Friend: “How are you hun?”
Me: “I’m alright thanks, you?”
…because its easier to just say i’m fine than to explain what I’m really feeling.
The best way to describe what depression (for me) feels like:
- I get easily annoyed and irritated by the slightest turbulence
- (When I’m at my lowest) I feel nothing. “Meh” and “numb” are the best words for this feeling. I push people away who try to show their support.
- I can’t think straight, make my mind up and more times than none, my head is in la la land.
- I can’t put my phone down! I try to escape my own thoughts by browsing the internet or social media and before I know it, hours have gone by and I have done nothing productive (aside from the things I HAVE to do).
Others: “What do you have to be depressed about? You have beautiful sons, people who love you and you look good all the time! Cheer up, it can’t be that bad.”

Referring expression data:
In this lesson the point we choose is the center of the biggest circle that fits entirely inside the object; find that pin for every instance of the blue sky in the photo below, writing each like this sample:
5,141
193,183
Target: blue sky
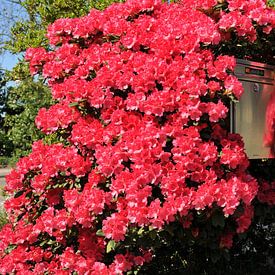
10,13
7,61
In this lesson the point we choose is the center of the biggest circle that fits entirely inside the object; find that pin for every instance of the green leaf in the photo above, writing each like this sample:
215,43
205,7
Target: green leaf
73,104
218,220
100,233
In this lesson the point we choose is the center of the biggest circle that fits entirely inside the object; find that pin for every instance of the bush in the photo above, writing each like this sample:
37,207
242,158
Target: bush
138,164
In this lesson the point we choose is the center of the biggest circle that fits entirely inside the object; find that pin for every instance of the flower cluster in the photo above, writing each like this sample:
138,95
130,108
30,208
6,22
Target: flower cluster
144,106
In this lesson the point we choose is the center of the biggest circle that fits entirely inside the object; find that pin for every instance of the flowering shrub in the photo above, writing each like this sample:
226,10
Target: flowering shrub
142,110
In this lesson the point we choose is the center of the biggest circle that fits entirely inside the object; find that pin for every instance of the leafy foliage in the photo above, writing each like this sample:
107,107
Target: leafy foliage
139,173
27,95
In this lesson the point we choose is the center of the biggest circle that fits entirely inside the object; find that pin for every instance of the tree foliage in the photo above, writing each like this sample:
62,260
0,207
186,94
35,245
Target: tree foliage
138,165
27,95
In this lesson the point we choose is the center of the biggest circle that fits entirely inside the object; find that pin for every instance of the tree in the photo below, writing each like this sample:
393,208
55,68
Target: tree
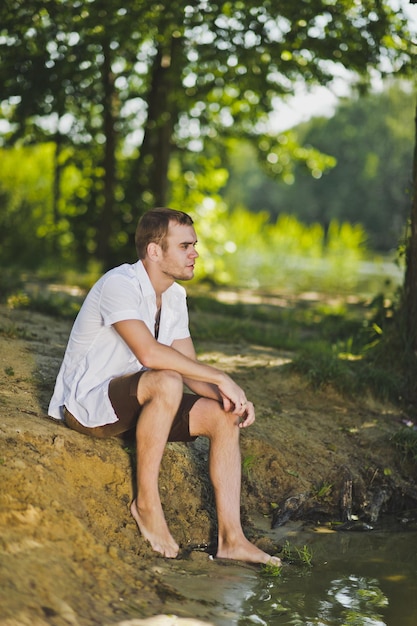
194,73
410,280
366,178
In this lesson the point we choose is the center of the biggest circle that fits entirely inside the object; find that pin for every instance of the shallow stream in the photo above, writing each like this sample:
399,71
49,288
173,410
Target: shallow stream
356,578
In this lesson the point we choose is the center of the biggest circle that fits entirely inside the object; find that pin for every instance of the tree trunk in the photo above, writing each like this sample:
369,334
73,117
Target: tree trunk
104,229
410,282
153,163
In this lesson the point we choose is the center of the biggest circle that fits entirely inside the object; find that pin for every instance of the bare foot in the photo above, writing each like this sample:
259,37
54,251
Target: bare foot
153,527
244,550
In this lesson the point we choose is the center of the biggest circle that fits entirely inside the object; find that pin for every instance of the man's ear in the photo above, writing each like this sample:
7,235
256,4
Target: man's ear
154,251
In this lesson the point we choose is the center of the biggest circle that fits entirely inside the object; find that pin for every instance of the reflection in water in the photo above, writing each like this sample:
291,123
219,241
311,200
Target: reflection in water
352,600
365,579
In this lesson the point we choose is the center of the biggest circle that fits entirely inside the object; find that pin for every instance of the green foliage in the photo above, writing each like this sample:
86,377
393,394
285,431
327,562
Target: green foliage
405,441
270,570
298,555
370,139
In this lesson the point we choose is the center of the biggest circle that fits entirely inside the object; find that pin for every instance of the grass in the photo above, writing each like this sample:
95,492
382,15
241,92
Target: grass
353,345
297,555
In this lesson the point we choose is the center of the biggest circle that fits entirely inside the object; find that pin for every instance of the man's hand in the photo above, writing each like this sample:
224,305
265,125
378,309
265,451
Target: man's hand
235,401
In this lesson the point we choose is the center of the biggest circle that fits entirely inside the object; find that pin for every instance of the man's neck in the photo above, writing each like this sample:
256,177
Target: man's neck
160,282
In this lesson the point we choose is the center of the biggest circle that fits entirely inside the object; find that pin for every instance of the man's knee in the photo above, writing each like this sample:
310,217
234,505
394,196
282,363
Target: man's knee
164,385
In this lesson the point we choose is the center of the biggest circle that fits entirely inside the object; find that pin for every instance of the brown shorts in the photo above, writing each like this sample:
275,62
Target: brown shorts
122,395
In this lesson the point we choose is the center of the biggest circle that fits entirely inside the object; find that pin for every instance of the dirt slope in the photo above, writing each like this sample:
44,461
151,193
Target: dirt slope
69,550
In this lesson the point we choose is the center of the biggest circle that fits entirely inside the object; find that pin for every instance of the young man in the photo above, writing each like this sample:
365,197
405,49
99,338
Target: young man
128,358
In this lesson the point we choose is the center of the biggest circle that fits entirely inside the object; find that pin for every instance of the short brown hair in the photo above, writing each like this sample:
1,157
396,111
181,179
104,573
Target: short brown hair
153,227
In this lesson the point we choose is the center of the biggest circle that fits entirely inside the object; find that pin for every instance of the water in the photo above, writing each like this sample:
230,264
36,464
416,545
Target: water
356,579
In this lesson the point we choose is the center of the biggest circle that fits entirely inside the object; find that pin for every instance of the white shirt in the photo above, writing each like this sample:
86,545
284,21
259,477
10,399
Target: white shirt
96,353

> Work request A
In the piece on depression, which two words does the writer say best describe the feeling at their lowest?
> Work request B
Write what comes next in the piece on depression, starting after its final line.

> Written response A
"Meh" and "numb."

> Written response B
Me: *stares at them blankly, changes the subject then makes a mental note to never share my feelings with them again*
Sometimes it’s difficult to express what I am really feeling to others because I can’t even figure it out myself! I’ve just about managed to make sense of my battle with depression most recently due to research, seeking professional help (therapy) and connecting with people in the same boat as myself. The worse part of all of this is the fact that I’m a mother. Some days I’m on the verge of tears and avoid anyone who will see through my smile and ask if I’m alright because I know I will break down. Breaking down is not an option when I have to keep it together in front of my children, cook dinner, make sure homework is completed, spend quality time with them together and individually, get my assignments done blah blah…In my quiet moment, when everyone is asleep, is when I break down into (sometimes) uncontrollable tears.
Writing this and publishing it is probably one of the most challenging things for me but my aim is to connect with anyone experiencing the same thing and most of all to heal.